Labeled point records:
>>>

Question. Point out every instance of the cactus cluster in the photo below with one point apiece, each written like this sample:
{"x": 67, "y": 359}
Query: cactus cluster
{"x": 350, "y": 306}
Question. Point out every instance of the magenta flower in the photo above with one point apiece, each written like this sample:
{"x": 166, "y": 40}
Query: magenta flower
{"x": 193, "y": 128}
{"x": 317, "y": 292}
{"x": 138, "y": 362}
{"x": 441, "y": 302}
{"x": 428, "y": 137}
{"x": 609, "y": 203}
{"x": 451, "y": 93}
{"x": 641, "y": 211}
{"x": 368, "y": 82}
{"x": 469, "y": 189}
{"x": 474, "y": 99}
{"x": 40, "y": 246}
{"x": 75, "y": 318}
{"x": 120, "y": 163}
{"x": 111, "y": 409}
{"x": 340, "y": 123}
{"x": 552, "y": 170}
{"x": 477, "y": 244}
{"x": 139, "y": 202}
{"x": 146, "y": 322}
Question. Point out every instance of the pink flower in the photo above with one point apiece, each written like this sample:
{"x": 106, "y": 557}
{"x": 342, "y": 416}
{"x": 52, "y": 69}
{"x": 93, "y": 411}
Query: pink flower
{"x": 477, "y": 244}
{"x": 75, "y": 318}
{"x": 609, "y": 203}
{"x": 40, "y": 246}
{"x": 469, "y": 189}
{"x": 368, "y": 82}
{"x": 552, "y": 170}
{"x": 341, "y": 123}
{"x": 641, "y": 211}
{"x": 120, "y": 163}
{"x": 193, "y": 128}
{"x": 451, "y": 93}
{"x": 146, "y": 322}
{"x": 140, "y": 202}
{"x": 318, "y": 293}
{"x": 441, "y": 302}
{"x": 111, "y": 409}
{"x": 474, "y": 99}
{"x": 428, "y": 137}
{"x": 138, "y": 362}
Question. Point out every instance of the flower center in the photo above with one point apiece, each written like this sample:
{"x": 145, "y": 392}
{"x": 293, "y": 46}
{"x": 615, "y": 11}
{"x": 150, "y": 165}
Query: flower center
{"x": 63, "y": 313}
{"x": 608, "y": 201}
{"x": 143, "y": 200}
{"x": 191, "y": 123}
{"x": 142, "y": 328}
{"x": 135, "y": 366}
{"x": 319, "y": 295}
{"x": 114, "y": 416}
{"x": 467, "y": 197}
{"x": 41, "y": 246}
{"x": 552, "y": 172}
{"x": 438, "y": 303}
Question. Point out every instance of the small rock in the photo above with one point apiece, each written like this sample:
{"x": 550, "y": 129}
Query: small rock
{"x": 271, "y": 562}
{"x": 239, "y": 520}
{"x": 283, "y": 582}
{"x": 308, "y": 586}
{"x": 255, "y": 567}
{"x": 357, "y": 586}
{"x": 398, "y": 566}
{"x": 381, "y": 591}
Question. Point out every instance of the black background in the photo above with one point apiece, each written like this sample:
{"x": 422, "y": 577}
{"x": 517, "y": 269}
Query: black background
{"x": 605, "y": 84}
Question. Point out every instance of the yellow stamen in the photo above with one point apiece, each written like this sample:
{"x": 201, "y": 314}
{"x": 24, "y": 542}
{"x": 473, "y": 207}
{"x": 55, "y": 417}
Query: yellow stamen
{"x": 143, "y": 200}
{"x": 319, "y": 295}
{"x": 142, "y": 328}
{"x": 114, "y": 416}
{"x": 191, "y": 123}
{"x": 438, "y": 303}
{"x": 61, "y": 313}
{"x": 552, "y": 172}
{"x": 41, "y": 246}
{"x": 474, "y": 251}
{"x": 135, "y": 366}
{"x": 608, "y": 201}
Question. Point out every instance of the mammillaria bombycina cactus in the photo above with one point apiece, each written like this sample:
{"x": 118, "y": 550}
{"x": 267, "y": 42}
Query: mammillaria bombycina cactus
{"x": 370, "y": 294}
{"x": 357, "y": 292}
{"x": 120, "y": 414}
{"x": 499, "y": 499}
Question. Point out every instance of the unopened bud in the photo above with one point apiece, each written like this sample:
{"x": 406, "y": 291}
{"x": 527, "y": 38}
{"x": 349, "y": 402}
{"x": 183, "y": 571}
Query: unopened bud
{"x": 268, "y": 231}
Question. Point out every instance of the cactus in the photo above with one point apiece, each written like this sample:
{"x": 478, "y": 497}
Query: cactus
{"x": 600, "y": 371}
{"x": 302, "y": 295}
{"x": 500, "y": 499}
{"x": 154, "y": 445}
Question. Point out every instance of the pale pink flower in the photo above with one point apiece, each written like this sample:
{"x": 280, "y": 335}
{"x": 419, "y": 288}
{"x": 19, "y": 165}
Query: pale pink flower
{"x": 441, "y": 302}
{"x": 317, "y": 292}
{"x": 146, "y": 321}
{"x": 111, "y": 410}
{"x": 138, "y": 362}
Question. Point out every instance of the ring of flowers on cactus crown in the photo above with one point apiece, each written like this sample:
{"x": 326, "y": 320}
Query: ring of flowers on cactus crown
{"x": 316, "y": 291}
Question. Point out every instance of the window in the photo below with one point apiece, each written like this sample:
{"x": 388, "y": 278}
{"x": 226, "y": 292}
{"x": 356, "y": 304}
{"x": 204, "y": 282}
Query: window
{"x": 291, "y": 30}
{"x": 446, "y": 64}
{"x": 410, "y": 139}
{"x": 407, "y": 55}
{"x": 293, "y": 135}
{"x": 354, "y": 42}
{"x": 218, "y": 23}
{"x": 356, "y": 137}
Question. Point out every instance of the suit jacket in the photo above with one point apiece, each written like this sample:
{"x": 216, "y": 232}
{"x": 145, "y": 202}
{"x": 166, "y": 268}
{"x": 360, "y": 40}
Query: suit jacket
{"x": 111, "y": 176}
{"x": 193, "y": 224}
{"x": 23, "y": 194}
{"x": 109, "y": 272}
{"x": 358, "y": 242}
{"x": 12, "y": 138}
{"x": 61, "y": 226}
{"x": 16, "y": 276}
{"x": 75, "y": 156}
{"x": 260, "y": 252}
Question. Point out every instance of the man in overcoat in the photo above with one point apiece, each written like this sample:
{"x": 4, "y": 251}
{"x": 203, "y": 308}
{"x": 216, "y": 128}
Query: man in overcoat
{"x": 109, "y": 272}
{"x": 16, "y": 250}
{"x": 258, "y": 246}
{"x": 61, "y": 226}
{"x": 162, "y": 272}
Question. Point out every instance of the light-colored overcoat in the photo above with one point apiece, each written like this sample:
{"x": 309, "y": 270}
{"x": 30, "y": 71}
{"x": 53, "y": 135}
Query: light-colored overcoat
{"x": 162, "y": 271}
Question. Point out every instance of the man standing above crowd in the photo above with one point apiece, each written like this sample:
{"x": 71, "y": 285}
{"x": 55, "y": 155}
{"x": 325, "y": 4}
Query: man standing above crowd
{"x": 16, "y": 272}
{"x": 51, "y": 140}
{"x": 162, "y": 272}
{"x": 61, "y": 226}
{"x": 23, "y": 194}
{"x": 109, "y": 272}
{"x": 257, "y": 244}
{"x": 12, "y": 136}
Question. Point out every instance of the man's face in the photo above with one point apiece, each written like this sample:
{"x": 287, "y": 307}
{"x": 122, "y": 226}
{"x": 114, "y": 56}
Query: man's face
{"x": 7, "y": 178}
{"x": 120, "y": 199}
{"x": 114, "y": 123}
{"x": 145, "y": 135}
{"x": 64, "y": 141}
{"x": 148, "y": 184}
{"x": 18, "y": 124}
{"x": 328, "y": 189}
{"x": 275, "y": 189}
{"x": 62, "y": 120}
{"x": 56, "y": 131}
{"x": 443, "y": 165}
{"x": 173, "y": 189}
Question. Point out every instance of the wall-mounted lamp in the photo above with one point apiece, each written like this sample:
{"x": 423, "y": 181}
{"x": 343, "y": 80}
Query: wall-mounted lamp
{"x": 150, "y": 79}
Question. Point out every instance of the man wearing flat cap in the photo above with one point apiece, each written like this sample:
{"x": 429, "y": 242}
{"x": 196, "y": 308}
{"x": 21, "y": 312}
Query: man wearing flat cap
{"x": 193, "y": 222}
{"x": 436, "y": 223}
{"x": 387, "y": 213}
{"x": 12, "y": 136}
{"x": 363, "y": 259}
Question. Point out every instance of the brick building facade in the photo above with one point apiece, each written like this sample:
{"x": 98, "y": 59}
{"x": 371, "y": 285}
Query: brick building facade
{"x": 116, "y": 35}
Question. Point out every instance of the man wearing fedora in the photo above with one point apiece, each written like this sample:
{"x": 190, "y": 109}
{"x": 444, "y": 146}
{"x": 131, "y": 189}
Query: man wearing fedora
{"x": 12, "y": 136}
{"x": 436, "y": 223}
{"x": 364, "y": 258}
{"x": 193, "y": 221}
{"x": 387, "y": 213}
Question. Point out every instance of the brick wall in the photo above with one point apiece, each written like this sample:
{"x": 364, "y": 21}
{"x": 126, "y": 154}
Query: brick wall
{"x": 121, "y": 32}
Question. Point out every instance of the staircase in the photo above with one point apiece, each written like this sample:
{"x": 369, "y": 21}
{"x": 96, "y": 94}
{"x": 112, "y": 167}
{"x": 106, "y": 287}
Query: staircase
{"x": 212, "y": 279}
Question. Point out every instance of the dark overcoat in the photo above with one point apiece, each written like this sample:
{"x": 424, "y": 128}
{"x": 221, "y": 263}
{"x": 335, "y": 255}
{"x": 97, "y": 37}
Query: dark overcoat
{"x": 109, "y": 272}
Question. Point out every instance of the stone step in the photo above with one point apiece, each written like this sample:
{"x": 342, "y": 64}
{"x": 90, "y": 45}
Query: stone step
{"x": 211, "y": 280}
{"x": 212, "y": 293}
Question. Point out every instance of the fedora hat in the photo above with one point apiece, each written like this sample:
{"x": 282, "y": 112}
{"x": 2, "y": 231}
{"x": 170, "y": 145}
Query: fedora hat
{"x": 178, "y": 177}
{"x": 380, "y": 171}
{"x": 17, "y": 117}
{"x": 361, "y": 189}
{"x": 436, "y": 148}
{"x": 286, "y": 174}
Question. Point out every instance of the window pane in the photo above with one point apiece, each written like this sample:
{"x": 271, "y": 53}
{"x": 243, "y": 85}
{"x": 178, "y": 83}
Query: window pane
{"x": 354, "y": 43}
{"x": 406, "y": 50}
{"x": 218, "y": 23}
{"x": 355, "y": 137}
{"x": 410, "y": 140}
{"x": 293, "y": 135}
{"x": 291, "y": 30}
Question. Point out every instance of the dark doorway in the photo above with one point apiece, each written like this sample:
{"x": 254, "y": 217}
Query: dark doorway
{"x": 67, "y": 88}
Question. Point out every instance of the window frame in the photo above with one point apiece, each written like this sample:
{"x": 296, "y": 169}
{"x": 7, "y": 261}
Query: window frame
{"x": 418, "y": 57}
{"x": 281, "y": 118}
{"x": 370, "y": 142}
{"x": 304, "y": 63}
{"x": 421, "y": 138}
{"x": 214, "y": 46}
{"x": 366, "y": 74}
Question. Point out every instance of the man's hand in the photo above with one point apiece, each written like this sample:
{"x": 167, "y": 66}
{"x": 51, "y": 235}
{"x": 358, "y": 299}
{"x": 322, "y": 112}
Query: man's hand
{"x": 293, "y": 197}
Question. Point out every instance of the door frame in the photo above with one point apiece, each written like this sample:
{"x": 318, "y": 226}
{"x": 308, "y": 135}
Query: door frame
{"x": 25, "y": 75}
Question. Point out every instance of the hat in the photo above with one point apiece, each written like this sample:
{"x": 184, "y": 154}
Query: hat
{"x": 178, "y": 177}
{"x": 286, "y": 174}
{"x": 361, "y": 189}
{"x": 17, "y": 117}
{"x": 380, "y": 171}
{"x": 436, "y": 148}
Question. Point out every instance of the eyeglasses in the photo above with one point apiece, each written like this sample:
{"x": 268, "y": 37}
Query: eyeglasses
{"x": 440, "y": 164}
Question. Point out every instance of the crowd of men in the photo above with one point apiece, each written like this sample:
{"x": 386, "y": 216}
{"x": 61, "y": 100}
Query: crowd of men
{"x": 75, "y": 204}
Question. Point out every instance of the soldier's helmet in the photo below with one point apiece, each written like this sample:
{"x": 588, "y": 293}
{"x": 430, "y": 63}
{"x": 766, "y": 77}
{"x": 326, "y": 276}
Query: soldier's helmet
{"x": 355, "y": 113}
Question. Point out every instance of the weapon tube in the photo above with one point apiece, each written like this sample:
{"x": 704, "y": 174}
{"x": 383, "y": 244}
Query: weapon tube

<<<

| WHAT TO DO |
Please reproduce the data above word for word, from the line containing "Question. Point out every instance of the weapon" through the end of the data, with that line and the final line both included.

| IN RESPONSE |
Question. Point out every instance of the weapon tube in the photo above with one point apiece, each written like this sample:
{"x": 704, "y": 174}
{"x": 383, "y": 244}
Query: weapon tube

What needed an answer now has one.